BEGIN Document extract

After that, I see that the index has been partially built.

Do you have any idea of how I can fix the issue ? If yes, I would also like to know if it is possible not to restart from scratch (e.g, start indexing directly the remaining records) ?

Reproduce issue

$ cd matching/
$ npm install # host='localhost:9200' in my_connection.json
$ node main -dump ~/data/2017-03-21crossref-works.json.xz index

System

- AWS EC2 t2.medium - Elastic search latest - java: - openjdk version "1.8.0_222" - OpenJDK Runtime Environment (build 1.8.0_222-8u222-b10-1ubuntu1~18.04.1-b10) - OpenJDK 64-Bit Server VM (build 25.222-b10, mixed mode) - elastic search: - "number" : "7.3.1", - "build_flavor" : "default", - "build_type" : "deb", - "build_hash" : "4749ba6", - "lucene_version" : "8.1.0", - "minimum_wire_compatibility_version" : "6.8.0", - "minimum_index_compatibility_version" : "6.0.0-beta1"

Thanks !

cverluise commented 5 years ago

Edit:

I think that this issue might be closed unless anyone has something to add to this issue which is only indirectly related to biblio-glutton.

END Document extract

Answer these questions about the thread above.
(a) What AWS EC2 instance type does the system use?
(b) What host value is set in my_connection.json?
(c) What Elasticsearch version number is listed?

BEGIN Source data

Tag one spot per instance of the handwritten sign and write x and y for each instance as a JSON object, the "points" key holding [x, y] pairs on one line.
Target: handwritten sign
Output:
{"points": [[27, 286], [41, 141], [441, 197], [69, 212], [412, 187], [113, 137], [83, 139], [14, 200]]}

END Source data

[Solution for this problem]
(a) t2.medium
(b) localhost:9200
(c) 7.3.1